**Objective:** Reproduce the full listing below unchanged, apart from the pictures.
— Start of Dataset content —
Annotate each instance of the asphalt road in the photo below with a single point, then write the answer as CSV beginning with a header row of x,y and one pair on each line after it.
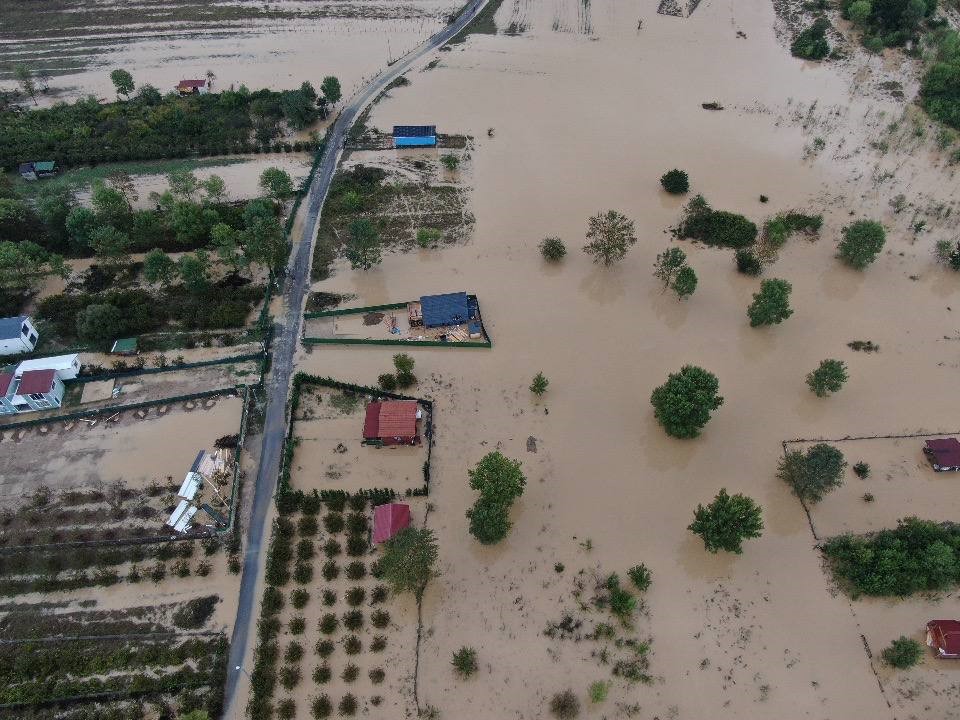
x,y
284,348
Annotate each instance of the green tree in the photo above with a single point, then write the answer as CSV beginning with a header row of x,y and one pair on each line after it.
x,y
683,403
685,283
330,87
158,267
277,184
539,385
668,265
771,305
363,245
610,235
861,243
812,474
828,378
99,324
408,560
726,522
675,182
123,82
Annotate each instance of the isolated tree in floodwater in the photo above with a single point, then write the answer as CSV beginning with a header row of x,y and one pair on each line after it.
x,y
682,405
610,235
122,82
771,305
726,522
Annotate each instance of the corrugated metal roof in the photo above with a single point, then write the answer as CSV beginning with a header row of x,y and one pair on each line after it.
x,y
449,309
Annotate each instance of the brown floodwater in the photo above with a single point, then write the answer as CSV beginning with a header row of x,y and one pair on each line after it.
x,y
586,121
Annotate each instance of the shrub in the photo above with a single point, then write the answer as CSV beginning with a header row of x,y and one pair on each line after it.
x,y
861,243
328,624
675,182
465,662
903,653
553,249
641,577
356,596
682,405
564,705
353,619
352,645
356,570
333,522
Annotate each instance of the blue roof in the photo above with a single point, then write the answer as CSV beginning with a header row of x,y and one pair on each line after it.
x,y
414,130
10,327
449,309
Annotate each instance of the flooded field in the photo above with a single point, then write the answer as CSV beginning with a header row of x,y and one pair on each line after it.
x,y
571,121
277,45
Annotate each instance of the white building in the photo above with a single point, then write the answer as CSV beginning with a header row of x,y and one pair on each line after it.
x,y
17,335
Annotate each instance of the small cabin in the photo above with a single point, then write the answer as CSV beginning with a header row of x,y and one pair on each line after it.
x,y
414,136
17,335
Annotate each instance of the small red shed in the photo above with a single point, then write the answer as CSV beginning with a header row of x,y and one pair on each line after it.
x,y
944,637
388,520
392,422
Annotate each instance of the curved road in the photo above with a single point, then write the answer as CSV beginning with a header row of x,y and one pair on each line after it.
x,y
285,345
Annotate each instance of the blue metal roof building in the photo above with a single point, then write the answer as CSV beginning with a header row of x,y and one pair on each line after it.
x,y
414,135
443,310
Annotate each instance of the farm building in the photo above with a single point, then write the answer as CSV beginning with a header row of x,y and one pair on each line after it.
x,y
944,637
37,170
17,335
193,87
943,454
392,422
414,136
67,367
388,520
33,390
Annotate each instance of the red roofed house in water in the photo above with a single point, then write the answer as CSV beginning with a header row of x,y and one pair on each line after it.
x,y
944,454
388,520
944,637
392,422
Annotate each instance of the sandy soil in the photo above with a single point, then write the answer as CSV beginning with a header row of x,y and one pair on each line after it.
x,y
135,450
586,121
330,455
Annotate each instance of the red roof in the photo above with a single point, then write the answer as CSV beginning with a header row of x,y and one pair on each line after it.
x,y
34,381
388,520
391,418
944,637
944,452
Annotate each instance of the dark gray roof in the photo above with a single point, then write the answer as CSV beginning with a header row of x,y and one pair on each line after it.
x,y
10,327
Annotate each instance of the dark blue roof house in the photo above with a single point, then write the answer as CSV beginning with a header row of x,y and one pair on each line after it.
x,y
443,310
414,135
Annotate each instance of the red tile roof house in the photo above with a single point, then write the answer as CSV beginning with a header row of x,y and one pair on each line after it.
x,y
388,520
33,390
944,637
392,422
943,454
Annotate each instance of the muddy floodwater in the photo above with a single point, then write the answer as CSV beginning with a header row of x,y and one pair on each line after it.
x,y
583,118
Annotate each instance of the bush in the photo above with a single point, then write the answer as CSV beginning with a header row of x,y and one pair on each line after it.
x,y
861,243
641,577
465,662
675,182
553,249
564,705
682,405
903,653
— End of Dataset content —
**Complete output:**
Annotate each instance of the asphalt road in the photo below with a single point, then write the answer as CSV beginning with a header row of x,y and one pair on each line after it.
x,y
284,348
Annotate each instance of the green tree in the photo above with a single point, then write the answer as CSV beginning with a header row of x,y and one pair on each line after it.
x,y
683,403
685,283
330,87
158,267
277,184
539,385
668,265
771,305
363,245
610,235
861,243
812,474
828,378
99,324
408,560
726,522
675,182
123,82
Annotate each instance of the isolated tree in floodwater in the photo above with a single point, then write the answer as CSV beginning with a header row of x,y and one pair on each line after it.
x,y
682,405
610,235
122,82
771,305
726,522
Annotate each instance of the corrugated metal roof in the photo above with a single point, then write the answer as CSV beginning with a header row of x,y and one pair on each line after it.
x,y
449,309
Annotate each instance of the brown floodwater in the photo above with a single point, then write the answer as CSV beginning with a header row of x,y and one pair on each line after it.
x,y
586,121
Annotate each instance of the shrub in the photo above with a single point, then write the answer as CSV beginning with a header row of x,y and one pair on each line after it.
x,y
861,243
328,624
675,182
465,662
903,653
553,249
641,577
356,596
682,405
564,705
353,619
352,645
356,570
333,522
Annotate each instance of the blue roof in the photo above with a single point, then write the answer as CSV beginning with a header row of x,y and one pair on each line after it.
x,y
414,130
10,327
449,309
Annotate each instance of the flooded field in the photo above with a single point, then write the answer as CSV beginning with a header row of x,y and one pair on each line after it.
x,y
571,121
277,45
Annotate each instance of the white building in the photo above with a single point, then write the answer as CSV beginning with a header row of x,y and one pair on each line after it.
x,y
17,335
Annotate each instance of the small cabin in the photo above with a single point, then write the answer as CSV beginning with a header row of x,y and one pair on each line after it.
x,y
414,136
17,335
Annotate each instance of the small red shed in the photo above with a single point, then write the answer as CSV beginning with a header row of x,y and one pair on each line after it.
x,y
944,637
388,520
392,422
Annotate each instance of the curved road in the photo above with a single point, then write the answer as CSV beginning with a header row of x,y and one pair on each line after it.
x,y
285,345
Annotate each instance of the blue metal roof building in the photo above with a single point, then write the answer as CSV beginning with a header row of x,y and one pair on each line after it.
x,y
414,135
443,310
Annotate each instance of the farm building in the photo above with a single point, then write the answer as CSV beginning with a header row of x,y and one pair on each line after it.
x,y
944,637
37,170
17,335
193,87
943,454
392,422
414,136
67,367
388,520
33,390
Annotate each instance of the red roofed house in water in the photo above with a single point, then write the answer as CSV beginning with a header row of x,y and one pair on each line after it.
x,y
944,454
388,520
944,637
392,422
Annotate each instance of the sandy soil in the photo above with a single point, then write the answer as CSV beginning with a header row of x,y and one pair on each line after it.
x,y
135,450
586,121
330,455
Annotate each instance of the red roof in the photo above with a single point, then write the answer as CSV beginning with a header row of x,y and one pair on each line after it.
x,y
34,381
388,520
391,418
944,637
944,452
Annotate each instance of the dark gray roof in the photo above with a single point, then write the answer as CSV beginning with a header row of x,y and one pair on each line after it.
x,y
10,327
Annotate each instance of the dark blue roof house in the photo above with a single point, then write the answer as CSV beginning with a header row of x,y and one pair on each line after it.
x,y
443,310
414,135
Annotate each instance of the red tile roof house in the photo above with a single point, then write the answer as CSV beginning with a header row of x,y and one pair on each line after it.
x,y
388,520
33,390
944,637
392,422
943,454
Annotate each instance of the muddy floodwater in the photo above with a single point, then write the answer as CSV beginning with a header row of x,y and one pair on each line after it.
x,y
583,118
Annotate each instance of the bush in the photo above with a single point, then write the answer as CSV beginning with a header row of x,y and one pair on each line after it.
x,y
861,243
641,577
465,662
675,182
553,249
564,705
682,405
903,653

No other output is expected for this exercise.